▶ Trecho do documento:
--------------------------------------------------
Disposta a evitar novos atritos com evangélicos e a Igreja Católica em ano eleitoral, a ministra-chefe da Casa Civil, Dilma Rousseff, pré-candidata do PT à Presidência, mandou a Secretaria de Promoção da Igualdade Racial adiar o anúncio do Plano Nacional de Proteção à Liberdade Religiosa que legaliza os terreiros de umbanda e candomblé. Desde o ano passado, Dilma tem feito esforços para se aproximar de católicos e evangélicos.
O plano, que prevê a legalização fundiária dos imóveis ocupados por terreiros de umbanda e candomblé e até o tombamento de casas de culto, seria lançado na quarta-feira, 20, mas na última hora o governo segurou a divulgação, sob o argumento de que era preciso revisar aspectos jurídicos do texto.
O adiamento ocorre na esteira da polêmica envolvendo o Programa Nacional de Direitos Humanos, que pôs o Palácio do Planalto numa enrascada política, provocando crise dentro e fora do governo. Temas controversos, como descriminação do aborto, união civil de pessoas do mesmo sexo e proibição do uso de símbolos religiosos em repartições públicas, foram alvo de fortes críticas, principalmente por parte da Igreja.
Na avaliação do Planalto, é preciso evitar novos embates que possam criar "ruídos de comunicação" e prejudicar a campanha de Dilma. Desde o ano passado, a ministra tem feito todos os esforços para se aproximar tanto de católicos quanto de evangélicos e já percorreu vários templos religiosos.
"O programa de promoção de políticas públicas para as comunidades tradicionais de terreiro já estava adequado, mas, como é um plano de governo, precisa ser pactuado para não haver constrangimentos", afirmou o ministro-chefe da Secretaria da Igualdade Racial, Edson Santos.
Apesar de dizer que nunca é demais dar "outra passada de olhos" no texto, para maior observância à Constituição e ao Código Penal, Santos não escondeu a decepção com a ordem para suspender o anúncio do plano, que seria feito justamente na véspera do Dia Nacional de Combate à Intolerância Religiosa, comemorado ontem.
"Espero que possamos lançá-lo o mais rapidamente possível", disse o ministro, diante de uma plateia de praticantes de umbanda e candomblé, que se reuniram no Salão Negro do Ministério da Justiça. "Somos um Estado laico, mas não seremos neutros e cegos diante das injustiças e do racismo."
Reação
A informação sobre o adiamento do programa pegou de surpresa as comunidades de terreiro. Muitas mães e pais de santo viajaram de longe para assistir à cerimônia e só souberam na hora que haveria ali apenas um debate.
"Quando o governo chega na encruzilhada e tem de tomar uma decisão, recua. Será medo? Acho que sim", protestou Valdina Pinto de Oliveira, do terreiro Tanuri Junsara, de Salvador (BA). Ela foi além e conclamou a comunidade do candomblé a pensar bem em quem vai votar nas eleições de outubro.
--------------------------------------------------
▶ Linhas de dados:
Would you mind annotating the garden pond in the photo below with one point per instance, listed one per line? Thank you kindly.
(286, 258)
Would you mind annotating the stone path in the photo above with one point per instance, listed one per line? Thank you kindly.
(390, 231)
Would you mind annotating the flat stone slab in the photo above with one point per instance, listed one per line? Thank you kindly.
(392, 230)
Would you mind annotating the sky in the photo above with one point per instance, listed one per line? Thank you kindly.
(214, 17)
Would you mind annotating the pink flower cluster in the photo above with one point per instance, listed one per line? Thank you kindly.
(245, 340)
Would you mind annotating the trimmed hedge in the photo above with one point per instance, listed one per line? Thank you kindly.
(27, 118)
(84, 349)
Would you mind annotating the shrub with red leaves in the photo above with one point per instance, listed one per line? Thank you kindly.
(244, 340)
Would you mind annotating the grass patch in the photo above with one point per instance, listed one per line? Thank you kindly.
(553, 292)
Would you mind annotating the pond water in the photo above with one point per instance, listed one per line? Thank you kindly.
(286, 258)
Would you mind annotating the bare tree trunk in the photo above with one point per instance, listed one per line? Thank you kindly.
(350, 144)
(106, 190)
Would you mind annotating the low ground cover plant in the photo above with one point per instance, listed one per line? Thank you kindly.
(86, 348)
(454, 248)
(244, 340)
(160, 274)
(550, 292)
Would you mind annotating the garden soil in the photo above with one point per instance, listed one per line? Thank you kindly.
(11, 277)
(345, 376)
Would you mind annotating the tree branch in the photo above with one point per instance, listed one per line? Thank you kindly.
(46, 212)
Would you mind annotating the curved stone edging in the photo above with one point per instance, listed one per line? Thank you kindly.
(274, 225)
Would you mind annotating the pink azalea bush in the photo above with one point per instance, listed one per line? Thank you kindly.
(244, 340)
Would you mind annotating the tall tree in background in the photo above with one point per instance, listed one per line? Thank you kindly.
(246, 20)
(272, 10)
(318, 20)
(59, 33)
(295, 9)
--------------------------------------------------
▶ Instrução 1: Segundo o trecho do documento, em que dia o plano seria lançado antes do adiamento?
▶ Instrução 2: Quais pessoas são mencionadas pelo nome no trecho do documento?
Os dados não têm nenhum papel nesta atividade.

▶ Resposta esperada 1: Na quarta-feira, 20.

▶ Resposta esperada 2: Dilma Rousseff, Edson Santos e Valdina Pinto de Oliveira.